• Work to do
Reproduce exactly the lines from the one containing "[spot] the sea -- a pin for each instance." through the last line of the data, both ends included.

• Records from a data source
* * * * * * *

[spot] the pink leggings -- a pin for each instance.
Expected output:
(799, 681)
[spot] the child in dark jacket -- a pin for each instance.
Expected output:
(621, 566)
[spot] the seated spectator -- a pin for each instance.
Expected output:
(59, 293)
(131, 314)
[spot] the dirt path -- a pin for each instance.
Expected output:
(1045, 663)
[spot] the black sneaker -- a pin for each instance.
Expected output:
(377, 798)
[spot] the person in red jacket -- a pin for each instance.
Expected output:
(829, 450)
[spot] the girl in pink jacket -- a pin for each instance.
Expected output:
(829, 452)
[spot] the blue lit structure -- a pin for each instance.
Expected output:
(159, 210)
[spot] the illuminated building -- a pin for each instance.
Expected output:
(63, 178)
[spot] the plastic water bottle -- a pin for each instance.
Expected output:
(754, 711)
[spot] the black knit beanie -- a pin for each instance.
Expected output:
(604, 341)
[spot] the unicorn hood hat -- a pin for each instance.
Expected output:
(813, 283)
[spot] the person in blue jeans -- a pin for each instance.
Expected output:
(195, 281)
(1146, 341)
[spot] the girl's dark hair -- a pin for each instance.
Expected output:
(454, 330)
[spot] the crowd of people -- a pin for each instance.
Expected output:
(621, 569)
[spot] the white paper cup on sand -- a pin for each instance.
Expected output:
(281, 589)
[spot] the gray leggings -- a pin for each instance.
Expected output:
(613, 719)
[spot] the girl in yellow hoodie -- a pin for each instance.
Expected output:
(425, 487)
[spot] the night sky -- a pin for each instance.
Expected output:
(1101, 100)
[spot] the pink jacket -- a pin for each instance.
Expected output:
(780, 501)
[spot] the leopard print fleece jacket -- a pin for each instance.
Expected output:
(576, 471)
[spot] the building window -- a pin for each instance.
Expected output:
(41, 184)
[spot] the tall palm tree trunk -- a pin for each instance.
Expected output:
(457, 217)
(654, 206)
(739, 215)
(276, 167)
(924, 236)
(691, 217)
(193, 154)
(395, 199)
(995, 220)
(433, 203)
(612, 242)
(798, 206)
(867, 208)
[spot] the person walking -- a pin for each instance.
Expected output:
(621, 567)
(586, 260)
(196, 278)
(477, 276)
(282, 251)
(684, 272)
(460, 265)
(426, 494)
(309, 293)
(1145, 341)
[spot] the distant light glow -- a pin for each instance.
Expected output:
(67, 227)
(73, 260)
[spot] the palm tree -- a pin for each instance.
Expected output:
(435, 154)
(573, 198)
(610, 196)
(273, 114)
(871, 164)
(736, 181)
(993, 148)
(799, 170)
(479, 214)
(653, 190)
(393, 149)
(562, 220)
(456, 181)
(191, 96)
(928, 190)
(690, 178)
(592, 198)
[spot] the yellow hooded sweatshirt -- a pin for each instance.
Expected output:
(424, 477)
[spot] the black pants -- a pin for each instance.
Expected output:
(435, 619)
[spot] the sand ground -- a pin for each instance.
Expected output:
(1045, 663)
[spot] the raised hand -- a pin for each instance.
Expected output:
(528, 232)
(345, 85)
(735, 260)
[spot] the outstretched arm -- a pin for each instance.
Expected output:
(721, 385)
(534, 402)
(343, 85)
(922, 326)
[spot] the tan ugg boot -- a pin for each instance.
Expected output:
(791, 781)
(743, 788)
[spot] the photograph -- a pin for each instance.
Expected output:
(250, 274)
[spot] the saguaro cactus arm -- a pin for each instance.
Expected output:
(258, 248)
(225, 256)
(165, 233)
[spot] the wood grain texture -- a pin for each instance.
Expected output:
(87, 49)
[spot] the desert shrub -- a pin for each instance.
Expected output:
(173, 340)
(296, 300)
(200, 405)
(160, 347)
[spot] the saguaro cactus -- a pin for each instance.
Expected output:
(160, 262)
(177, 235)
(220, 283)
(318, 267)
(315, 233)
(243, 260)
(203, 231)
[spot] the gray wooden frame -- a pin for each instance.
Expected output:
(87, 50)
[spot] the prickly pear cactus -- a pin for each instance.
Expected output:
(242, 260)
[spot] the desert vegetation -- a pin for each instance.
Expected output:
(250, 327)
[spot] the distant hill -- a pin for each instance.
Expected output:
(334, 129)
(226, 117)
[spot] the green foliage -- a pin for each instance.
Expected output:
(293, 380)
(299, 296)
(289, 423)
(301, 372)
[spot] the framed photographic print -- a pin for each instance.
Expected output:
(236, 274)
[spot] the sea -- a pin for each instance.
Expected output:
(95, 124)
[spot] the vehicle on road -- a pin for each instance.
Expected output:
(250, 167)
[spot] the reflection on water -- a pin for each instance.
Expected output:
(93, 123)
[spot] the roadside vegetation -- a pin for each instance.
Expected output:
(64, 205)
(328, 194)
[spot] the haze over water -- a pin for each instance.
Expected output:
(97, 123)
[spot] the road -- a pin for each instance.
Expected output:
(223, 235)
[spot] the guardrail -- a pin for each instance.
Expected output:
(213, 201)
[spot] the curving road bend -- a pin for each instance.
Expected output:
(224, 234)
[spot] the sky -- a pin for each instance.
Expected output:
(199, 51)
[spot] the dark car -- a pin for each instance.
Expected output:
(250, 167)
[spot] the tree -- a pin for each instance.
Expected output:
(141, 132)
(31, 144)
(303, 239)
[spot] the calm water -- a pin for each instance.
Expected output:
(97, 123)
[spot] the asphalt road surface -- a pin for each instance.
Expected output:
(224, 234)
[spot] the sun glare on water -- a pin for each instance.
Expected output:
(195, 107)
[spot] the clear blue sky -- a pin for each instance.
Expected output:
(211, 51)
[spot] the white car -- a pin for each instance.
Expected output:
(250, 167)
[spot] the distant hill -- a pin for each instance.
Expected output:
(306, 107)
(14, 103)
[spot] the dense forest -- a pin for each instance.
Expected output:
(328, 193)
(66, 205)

* * * * * * *

• The result
[spot] the sea -- a pin for each instance.
Expected output:
(95, 124)
[spot] the vehicle on road -- a pin for each instance.
Expected output:
(250, 167)
[spot] the reflection on water -- a pin for each instance.
Expected output:
(93, 123)
[spot] the roadside vegetation -- a pin for each instance.
Expected output:
(64, 205)
(328, 194)
[spot] the haze over water -- a pin for each instance.
Expected output:
(97, 123)
[spot] the road -- a pin for each instance.
Expected output:
(223, 235)
[spot] the guardrail -- a pin for each instance.
Expected output:
(213, 201)
[spot] the curving road bend -- a pin for each instance.
Expected output:
(224, 234)
[spot] the sky -- a pin for each instance.
Expected output:
(199, 51)
[spot] the dark car -- a pin for each instance.
Expected output:
(250, 167)
[spot] the tree -- a pin for each instance.
Expected output:
(141, 132)
(31, 144)
(303, 239)
[spot] the calm water -- a pin for each instance.
Expected output:
(97, 123)
[spot] the asphalt road surface -- a pin for each instance.
Expected output:
(224, 234)
[spot] the sun glare on water -- a pin for each instance.
Expected output:
(195, 107)
[spot] the clear blue sky -- a pin for each instance.
Expected output:
(211, 51)
[spot] the white car -- a pin for each instance.
Expected output:
(250, 167)
[spot] the distant hill -- a pin for each instance.
Expected output:
(306, 107)
(14, 103)
[spot] the dense forest -- a pin for each instance.
Expected output:
(328, 193)
(66, 205)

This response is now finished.